** Exercises to complete **
**1)** Using the passage on the Kinsey Report and the sexual revolution, explain what contributed to the loosening of social regulations on sexuality, in one to three sentences.
**2)** Retype the stretch of the passage on the Kinsey Report and the sexual revolution from "- The sexual" through "of birth control.".
**3)** Write what comes next in the passage on the Kinsey Report and the sexual revolution, starting after its final line.

** Text passage **
The Kinsey Report helped spark the sexual revolution, in which social regulations regarding sexual activity were loosened.
Summarize the impact of the Kinsey Report and the sexual revolution of the 1960s on American sexuality
- The Kinsey Report was the largest study of norms in American sexuality to its time, conducted by Kr. Alfred Kinsey.
- The development of oral contraception also contributed to the loosening of social regulations on sexuality.
- The sexual revolution was a social movement in which social rules of sexuality became more lax.
- The Kinsey scale is a numeric scaling of individuals along a continuum of complete heterosexuality to complete homosexuality.
- sexual revolution: A period in which attitudes towards sexual behavior undergo a substantial change, usually in the direction of increased liberality.
- oral contraception: Medications taken by mouth for the purpose of birth control.

** Available data **
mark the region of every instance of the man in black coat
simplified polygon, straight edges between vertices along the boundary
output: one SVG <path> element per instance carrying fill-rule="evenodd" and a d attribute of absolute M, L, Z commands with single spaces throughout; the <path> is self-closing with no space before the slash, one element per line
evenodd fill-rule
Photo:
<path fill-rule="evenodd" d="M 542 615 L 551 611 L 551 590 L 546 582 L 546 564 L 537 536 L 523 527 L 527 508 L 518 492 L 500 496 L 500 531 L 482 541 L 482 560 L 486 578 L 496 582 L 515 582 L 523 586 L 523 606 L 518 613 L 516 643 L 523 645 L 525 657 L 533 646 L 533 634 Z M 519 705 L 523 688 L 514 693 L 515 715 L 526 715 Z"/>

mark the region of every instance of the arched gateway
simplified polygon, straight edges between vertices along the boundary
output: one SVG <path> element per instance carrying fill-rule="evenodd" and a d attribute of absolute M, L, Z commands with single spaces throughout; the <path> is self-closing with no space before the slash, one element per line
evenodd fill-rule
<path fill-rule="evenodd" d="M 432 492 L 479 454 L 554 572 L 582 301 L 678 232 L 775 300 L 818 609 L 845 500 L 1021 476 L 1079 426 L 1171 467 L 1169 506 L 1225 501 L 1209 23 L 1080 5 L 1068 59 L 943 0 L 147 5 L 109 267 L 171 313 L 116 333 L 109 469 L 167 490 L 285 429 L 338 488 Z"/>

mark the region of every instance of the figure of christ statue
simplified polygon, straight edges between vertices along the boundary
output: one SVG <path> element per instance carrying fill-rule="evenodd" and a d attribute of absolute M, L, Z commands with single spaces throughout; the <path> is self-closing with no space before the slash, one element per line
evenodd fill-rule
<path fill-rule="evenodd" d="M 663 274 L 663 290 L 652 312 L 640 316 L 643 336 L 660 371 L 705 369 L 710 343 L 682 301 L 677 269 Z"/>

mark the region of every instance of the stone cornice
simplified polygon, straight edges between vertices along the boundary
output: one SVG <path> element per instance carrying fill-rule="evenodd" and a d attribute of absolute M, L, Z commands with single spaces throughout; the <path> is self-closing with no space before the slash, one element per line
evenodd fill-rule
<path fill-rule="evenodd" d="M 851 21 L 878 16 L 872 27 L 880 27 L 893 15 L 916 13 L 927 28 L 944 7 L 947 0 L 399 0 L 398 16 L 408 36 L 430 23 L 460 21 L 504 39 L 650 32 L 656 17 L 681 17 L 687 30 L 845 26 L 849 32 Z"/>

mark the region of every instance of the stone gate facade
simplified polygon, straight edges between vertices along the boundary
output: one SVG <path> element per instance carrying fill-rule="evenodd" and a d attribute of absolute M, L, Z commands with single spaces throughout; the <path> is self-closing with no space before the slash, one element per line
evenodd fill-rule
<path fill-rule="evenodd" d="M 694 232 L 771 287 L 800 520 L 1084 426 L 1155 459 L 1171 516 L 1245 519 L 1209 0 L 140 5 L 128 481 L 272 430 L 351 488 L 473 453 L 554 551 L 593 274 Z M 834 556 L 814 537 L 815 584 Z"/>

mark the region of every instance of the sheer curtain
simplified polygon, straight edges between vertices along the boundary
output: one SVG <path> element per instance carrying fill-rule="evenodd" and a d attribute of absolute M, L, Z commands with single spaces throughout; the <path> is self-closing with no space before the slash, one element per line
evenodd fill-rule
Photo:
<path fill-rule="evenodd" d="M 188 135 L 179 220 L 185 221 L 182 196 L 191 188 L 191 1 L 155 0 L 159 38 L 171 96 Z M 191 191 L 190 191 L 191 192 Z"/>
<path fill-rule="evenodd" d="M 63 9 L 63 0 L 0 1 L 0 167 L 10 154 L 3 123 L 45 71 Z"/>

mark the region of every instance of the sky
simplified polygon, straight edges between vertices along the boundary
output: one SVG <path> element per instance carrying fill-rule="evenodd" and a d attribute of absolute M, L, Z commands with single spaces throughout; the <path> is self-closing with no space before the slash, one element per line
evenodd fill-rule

** Exercise responses **
**1)** The Kinsey Report helped spark the sexual revolution, a movement in which social rules of sexuality became more lax. The development of oral contraception also contributed to loosening social regulations on sexuality.

**2)**
- The sexual revolution was a social movement in which social rules of sexuality became more lax.
- The Kinsey scale is a numeric scaling of individuals along a continuum of complete heterosexuality to complete homosexuality.
- sexual revolution: A period in which attitudes towards sexual behavior undergo a substantial change, usually in the direction of increased liberality.
- oral contraception: Medications taken by mouth for the purpose of birth control.

**3)**
- Kinsey Report: The Kinsey reports are two books on human sexual behavior, Sexual Behavior in the Human Male (1948) and Sexual Behavior in the Human Female (1953), by Dr. Alfred Kinsey, Wardell Pomeroy and others, and published by Saunders. Kinsey was a zoologist at Indiana University and the founder of the Kinsey Institute for Research in Sex, Gender and Reproduction (more widely known as the Kinsey Institute).
The publication of the Kinsey Report, the findings of norms in American sexuality by Dr. Alfred Kinsey, in the early 1950s contributed to the sparking of the sexual revolution, or the loosening of sexual mores demanding sex between heterosexual married partners that occurred in the 1960s. While other sexualities were still stigmatized in most post-Kinsey environments, the sexual revolution was marked by popular acceptance of premarital sex. Studies have shown that between 1965 and 1975, the number of women who had had sexual intercourse prior to marriage showed a marked increase. The social and political climate of the 1960s was a unique one in which traditional values were often challenged loudly by a very vocal minority.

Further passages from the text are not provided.